A block of data
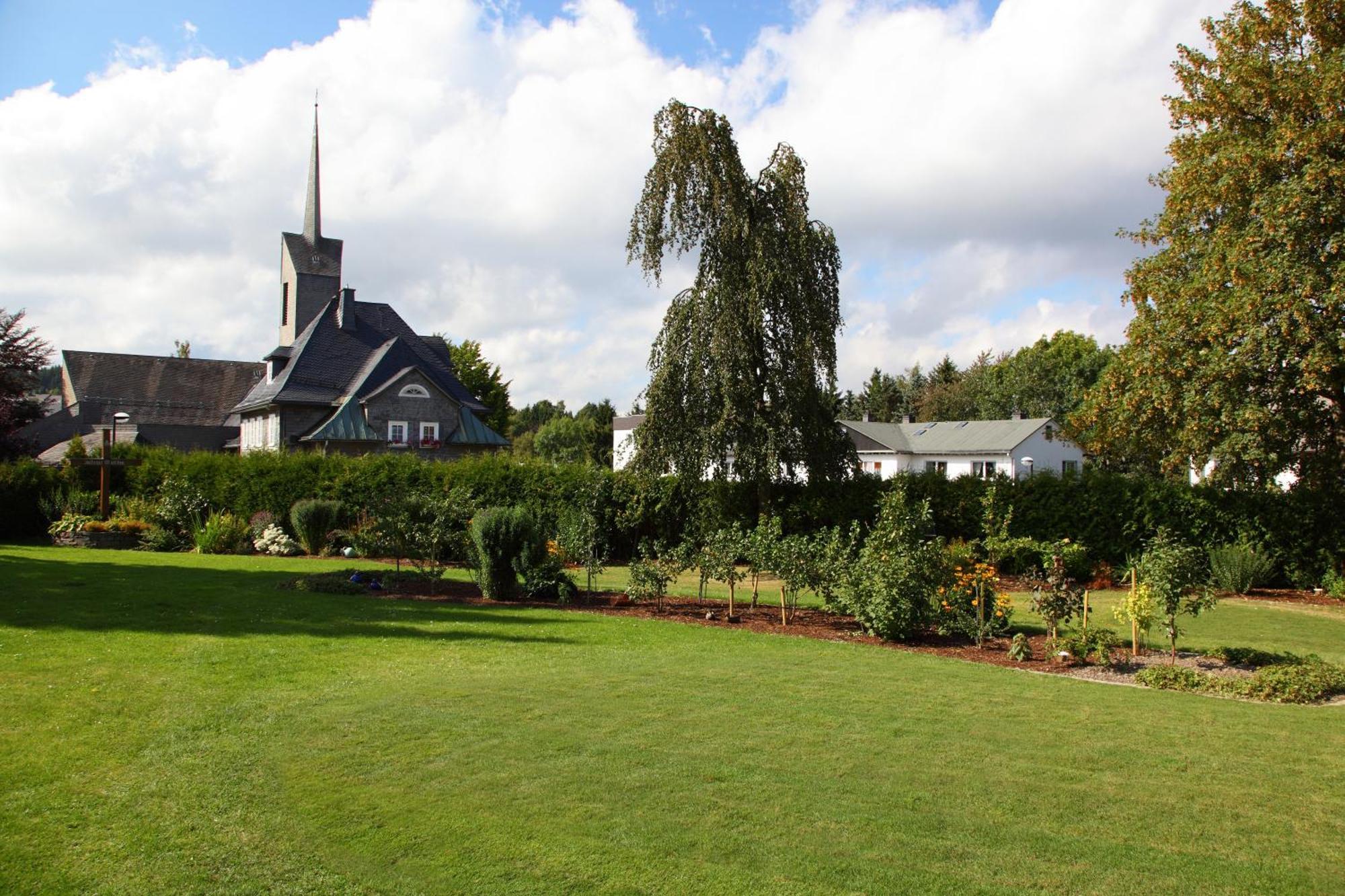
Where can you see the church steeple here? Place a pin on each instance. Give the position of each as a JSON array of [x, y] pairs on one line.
[[314, 206]]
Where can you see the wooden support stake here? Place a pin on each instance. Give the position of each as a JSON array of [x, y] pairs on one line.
[[1135, 624]]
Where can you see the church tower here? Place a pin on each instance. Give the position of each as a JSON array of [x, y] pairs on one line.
[[310, 263]]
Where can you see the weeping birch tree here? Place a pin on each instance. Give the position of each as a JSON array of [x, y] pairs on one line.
[[744, 365]]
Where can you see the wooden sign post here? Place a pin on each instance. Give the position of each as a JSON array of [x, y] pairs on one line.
[[104, 462]]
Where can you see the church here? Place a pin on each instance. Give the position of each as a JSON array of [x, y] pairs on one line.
[[346, 377]]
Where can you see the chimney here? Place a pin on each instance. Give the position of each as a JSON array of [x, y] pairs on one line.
[[346, 310]]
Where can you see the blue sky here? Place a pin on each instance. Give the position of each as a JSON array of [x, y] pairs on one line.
[[63, 41], [976, 159]]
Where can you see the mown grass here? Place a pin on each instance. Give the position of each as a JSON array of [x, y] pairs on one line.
[[173, 723]]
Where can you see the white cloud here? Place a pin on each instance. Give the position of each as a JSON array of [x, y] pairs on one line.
[[482, 170]]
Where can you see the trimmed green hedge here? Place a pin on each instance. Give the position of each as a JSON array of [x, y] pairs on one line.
[[1112, 514]]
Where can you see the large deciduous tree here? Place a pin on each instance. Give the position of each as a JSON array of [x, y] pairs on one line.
[[22, 357], [1235, 353], [484, 380], [744, 366]]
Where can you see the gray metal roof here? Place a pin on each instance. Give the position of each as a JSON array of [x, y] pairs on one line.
[[948, 438]]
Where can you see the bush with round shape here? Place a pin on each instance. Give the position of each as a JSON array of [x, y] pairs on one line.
[[313, 520], [506, 540]]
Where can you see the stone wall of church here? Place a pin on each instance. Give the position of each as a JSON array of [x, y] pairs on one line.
[[389, 407]]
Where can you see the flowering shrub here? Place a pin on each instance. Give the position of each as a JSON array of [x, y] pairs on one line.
[[275, 541], [972, 607]]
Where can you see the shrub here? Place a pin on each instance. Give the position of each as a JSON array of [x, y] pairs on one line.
[[650, 579], [1091, 642], [71, 522], [1295, 680], [1335, 584], [1174, 678], [970, 604], [329, 583], [1058, 598], [506, 540], [181, 505], [162, 540], [899, 569], [1239, 568], [221, 533], [1175, 573], [275, 541], [260, 522], [313, 520], [1304, 681], [1139, 611]]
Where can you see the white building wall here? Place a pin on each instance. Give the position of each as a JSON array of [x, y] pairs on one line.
[[1047, 455]]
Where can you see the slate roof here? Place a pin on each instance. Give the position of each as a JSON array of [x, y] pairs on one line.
[[945, 438], [334, 366], [323, 260], [329, 364]]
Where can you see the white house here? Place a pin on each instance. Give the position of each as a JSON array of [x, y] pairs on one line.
[[954, 448], [984, 448]]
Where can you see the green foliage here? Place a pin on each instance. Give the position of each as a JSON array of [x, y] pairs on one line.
[[1237, 348], [898, 572], [508, 541], [328, 583], [1139, 610], [1075, 557], [1176, 575], [221, 533], [567, 440], [650, 576], [1334, 584], [484, 380], [71, 524], [744, 365], [426, 528], [1239, 568], [313, 521], [1058, 598], [1096, 641], [1295, 680]]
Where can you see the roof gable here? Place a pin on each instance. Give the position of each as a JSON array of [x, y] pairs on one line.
[[948, 438]]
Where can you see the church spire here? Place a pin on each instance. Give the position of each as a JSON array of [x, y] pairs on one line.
[[314, 205]]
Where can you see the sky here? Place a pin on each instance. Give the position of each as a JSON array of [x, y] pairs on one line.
[[482, 159]]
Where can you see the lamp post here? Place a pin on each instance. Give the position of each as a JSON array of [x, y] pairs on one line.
[[122, 416]]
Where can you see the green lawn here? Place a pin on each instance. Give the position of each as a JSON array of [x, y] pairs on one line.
[[177, 724]]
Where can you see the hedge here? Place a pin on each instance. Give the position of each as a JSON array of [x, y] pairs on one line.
[[1113, 514]]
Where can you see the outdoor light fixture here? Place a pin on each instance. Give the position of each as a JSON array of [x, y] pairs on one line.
[[122, 416]]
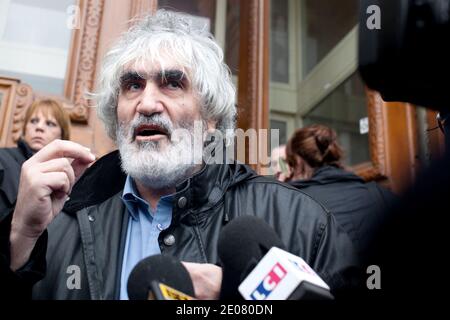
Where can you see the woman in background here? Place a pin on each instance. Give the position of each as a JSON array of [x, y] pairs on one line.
[[314, 156], [45, 121]]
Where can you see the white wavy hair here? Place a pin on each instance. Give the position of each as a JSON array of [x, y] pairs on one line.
[[192, 47]]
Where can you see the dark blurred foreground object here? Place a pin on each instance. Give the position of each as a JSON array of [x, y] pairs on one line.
[[408, 60], [408, 57]]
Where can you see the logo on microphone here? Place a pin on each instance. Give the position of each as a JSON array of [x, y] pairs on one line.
[[269, 283]]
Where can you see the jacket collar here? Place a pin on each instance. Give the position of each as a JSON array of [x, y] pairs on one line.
[[198, 193]]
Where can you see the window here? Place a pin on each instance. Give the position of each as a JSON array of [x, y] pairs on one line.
[[344, 110], [324, 24], [34, 42]]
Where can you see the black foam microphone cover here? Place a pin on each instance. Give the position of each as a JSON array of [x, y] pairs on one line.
[[163, 269], [242, 244]]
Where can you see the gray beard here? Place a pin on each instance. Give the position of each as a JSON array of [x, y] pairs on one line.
[[155, 168]]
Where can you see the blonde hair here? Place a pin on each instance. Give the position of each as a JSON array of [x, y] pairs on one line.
[[53, 107]]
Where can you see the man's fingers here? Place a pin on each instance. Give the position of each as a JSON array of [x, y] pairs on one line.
[[79, 167], [57, 181], [59, 165], [63, 149]]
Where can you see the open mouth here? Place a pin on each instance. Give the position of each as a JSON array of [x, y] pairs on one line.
[[150, 132]]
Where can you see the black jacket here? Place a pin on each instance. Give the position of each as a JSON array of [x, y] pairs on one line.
[[90, 232], [358, 207], [11, 160]]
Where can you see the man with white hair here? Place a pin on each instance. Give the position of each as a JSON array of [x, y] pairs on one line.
[[153, 196]]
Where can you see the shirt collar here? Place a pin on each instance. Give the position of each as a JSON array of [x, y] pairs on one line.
[[133, 200]]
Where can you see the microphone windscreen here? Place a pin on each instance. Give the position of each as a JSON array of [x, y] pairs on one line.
[[242, 244], [163, 269]]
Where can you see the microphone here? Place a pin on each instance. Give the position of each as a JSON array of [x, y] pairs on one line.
[[160, 277], [255, 266]]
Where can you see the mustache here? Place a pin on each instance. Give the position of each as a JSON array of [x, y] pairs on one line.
[[155, 119]]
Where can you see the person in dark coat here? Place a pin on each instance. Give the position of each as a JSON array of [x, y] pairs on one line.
[[45, 121], [315, 156], [162, 89]]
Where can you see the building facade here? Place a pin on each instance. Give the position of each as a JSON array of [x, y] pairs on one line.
[[294, 63]]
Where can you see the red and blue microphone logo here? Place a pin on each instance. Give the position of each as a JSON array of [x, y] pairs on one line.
[[269, 283]]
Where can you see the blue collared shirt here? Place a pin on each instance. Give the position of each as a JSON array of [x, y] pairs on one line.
[[144, 227]]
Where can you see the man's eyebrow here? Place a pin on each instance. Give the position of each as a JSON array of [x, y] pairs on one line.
[[131, 75], [171, 74]]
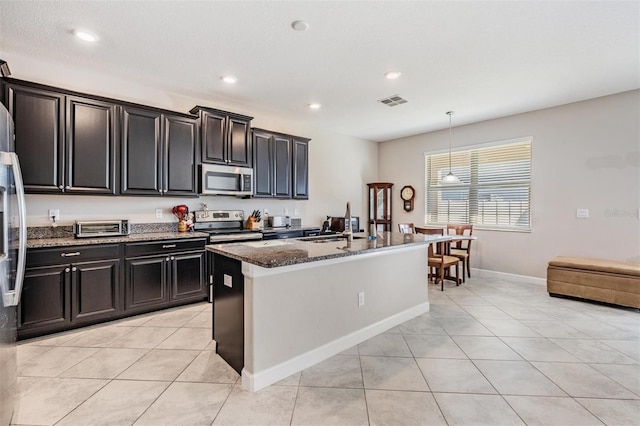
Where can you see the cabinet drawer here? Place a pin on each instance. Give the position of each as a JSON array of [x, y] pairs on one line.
[[72, 254], [164, 246]]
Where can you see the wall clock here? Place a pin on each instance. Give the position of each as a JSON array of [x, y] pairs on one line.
[[407, 194]]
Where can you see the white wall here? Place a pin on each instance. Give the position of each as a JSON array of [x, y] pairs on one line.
[[585, 155], [340, 166]]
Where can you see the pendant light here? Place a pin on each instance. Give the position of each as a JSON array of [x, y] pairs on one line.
[[450, 179]]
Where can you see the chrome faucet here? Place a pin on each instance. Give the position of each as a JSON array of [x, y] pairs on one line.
[[348, 232]]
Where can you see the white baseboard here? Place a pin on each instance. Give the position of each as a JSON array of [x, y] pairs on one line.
[[485, 273], [255, 381]]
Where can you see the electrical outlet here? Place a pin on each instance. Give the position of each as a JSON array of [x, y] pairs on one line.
[[54, 215]]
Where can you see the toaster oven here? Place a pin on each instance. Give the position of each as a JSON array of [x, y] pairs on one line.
[[101, 228]]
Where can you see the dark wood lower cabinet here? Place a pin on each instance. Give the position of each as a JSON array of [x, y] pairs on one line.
[[145, 283], [44, 305], [91, 286]]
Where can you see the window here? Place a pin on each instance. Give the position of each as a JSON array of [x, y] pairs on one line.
[[496, 186]]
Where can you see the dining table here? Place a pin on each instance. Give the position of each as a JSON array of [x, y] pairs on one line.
[[445, 248]]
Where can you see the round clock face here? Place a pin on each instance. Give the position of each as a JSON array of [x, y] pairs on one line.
[[407, 193]]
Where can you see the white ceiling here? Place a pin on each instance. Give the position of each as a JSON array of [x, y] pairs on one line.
[[482, 59]]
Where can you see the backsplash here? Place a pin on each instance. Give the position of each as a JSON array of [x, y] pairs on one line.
[[41, 232]]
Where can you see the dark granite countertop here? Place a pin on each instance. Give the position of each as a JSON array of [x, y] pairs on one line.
[[274, 253], [133, 238]]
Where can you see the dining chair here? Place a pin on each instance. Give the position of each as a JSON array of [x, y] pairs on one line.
[[406, 228], [439, 261], [462, 249]]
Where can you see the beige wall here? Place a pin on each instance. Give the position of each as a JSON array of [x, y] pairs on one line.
[[585, 155], [340, 166]]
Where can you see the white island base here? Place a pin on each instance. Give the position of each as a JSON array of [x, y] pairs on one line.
[[296, 316]]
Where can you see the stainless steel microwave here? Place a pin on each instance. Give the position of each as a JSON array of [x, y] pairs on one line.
[[225, 180]]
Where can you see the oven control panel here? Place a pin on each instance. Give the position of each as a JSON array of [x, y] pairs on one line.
[[218, 215]]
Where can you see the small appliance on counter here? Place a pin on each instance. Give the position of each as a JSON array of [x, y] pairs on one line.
[[101, 228], [279, 221], [337, 224]]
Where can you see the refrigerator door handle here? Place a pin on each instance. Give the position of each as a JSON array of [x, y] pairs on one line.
[[22, 228], [12, 297]]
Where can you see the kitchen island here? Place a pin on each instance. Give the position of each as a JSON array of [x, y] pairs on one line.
[[282, 306]]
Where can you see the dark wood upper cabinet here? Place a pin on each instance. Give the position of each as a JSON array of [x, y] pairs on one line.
[[158, 153], [281, 165], [263, 164], [65, 143], [90, 146], [180, 140], [225, 137], [141, 146], [301, 168], [38, 117]]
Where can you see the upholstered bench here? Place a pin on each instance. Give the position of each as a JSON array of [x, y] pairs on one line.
[[595, 279]]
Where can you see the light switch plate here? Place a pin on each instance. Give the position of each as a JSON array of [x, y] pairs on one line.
[[582, 213]]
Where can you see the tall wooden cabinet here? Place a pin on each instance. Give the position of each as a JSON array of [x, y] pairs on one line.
[[65, 143], [225, 137], [281, 165], [380, 205], [158, 152]]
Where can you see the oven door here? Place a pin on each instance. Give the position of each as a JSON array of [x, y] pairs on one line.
[[225, 180]]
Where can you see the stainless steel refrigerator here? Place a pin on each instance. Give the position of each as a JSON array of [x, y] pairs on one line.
[[13, 238]]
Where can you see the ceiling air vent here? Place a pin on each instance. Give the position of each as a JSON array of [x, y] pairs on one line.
[[393, 100]]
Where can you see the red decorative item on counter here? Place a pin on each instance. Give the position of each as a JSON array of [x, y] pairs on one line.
[[181, 212]]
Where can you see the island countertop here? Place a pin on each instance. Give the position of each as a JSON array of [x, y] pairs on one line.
[[275, 253]]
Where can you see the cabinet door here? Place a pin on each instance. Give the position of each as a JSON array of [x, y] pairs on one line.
[[180, 136], [301, 169], [214, 141], [282, 166], [263, 165], [141, 152], [91, 144], [38, 116], [44, 304], [95, 290], [187, 276], [145, 283], [239, 142]]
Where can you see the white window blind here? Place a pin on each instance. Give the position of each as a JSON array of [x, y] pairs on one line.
[[496, 186]]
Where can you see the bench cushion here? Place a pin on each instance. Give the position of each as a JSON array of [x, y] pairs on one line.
[[595, 279], [600, 265]]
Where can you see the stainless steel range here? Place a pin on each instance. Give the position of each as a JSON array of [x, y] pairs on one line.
[[224, 226]]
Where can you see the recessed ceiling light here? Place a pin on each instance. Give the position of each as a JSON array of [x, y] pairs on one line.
[[85, 35], [229, 79], [299, 25], [392, 75]]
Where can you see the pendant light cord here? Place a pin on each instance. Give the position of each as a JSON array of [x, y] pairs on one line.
[[450, 113]]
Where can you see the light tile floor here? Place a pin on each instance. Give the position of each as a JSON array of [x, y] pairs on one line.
[[489, 352]]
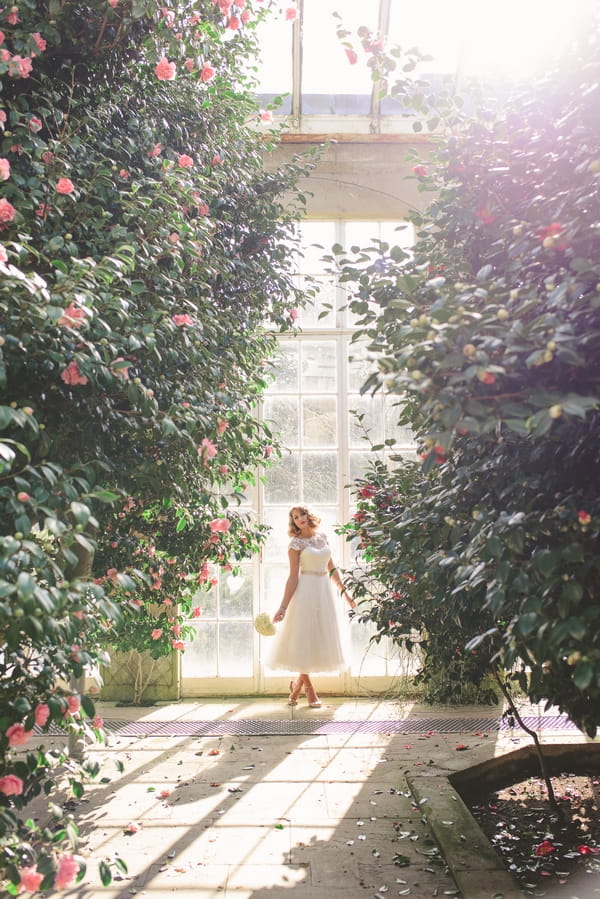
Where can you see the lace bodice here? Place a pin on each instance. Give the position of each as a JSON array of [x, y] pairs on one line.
[[318, 541], [314, 553]]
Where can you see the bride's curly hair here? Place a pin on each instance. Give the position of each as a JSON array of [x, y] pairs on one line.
[[313, 520]]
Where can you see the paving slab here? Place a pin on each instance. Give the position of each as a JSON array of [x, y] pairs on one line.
[[278, 814]]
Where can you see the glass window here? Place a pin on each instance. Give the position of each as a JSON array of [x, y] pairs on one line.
[[274, 67]]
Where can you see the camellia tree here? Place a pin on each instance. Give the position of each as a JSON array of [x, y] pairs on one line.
[[487, 549], [145, 256]]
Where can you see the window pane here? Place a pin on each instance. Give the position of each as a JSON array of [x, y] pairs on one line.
[[370, 425], [282, 414], [404, 436], [236, 640], [200, 658], [285, 371], [359, 464], [236, 595], [283, 481], [275, 578], [319, 477], [319, 373], [317, 239], [277, 542], [317, 315], [319, 421], [274, 63], [207, 600], [330, 84], [359, 367]]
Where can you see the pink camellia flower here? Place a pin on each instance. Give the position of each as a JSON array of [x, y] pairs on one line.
[[42, 713], [544, 848], [71, 375], [7, 211], [30, 879], [485, 214], [17, 735], [64, 186], [120, 371], [66, 872], [165, 70], [39, 41], [182, 320], [72, 317], [219, 525], [11, 785], [207, 450], [73, 703]]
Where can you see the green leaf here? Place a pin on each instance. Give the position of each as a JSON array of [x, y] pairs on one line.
[[583, 674], [105, 873]]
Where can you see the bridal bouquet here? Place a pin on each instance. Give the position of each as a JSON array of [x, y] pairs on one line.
[[264, 625]]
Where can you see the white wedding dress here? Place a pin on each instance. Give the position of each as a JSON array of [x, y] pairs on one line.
[[309, 639]]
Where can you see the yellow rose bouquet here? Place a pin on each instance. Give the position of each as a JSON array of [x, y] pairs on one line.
[[264, 625]]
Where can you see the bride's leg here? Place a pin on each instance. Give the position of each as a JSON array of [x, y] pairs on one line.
[[311, 694], [295, 689]]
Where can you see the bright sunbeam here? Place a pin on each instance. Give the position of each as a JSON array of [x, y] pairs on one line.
[[515, 38]]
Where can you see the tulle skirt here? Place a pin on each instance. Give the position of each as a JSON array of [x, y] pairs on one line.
[[309, 639]]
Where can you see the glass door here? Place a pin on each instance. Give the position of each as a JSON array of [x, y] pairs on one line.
[[312, 403]]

#### [Task statement]
Please rescale everything in the listing from the line containing "Where can you see the jacket" down to the line containing "[[90, 232], [358, 207], [11, 160]]", repeating every line in that range and changing only the [x, y] pin coordinates in the answers. Multiply each coordinate by 0.5 and round to whole numbers, with halves rounded up.

#### [The reply]
Where can you see the jacket collar here? Place a pin on each instance. Give the position of each as a JSON array of [x, y] pairs on one line.
[[99, 97]]
Where can you see the window here? Place a pin on each instance. Give the position of each as a JSON array of [x, y] pairs on one line.
[[172, 55], [162, 12], [17, 21]]
Where can you see the black foam microphone cover here? Place a pin on each instance. Give the position of each as a JSON array of [x, y] pairs on one line.
[[82, 135], [121, 122]]
Where can you see the gray beard here? Place a pin on each instance. Give the position of each as a JSON array of [x, y] pairs on one line.
[[78, 84]]
Where can you see the blonde hair here? Place a pin on each instance. Give the position of each as a JSON array of [x, y] pairs on one line.
[[27, 54]]
Where can you see the man's fingers here? Place a pin on each instance. Give the position of each as a JSON array of [x, y] pairs on one line.
[[40, 84], [29, 91], [30, 83], [32, 75]]
Where can you see the open mouth here? Place a pin on each instance. Give the position of each as a JSON array of [x, y] pairs on one line.
[[75, 66]]
Where can you see the black jacket here? Place a pin on each instance. Give the position of each as a JSON array of [x, y] pairs on one line.
[[45, 116], [179, 104], [6, 80]]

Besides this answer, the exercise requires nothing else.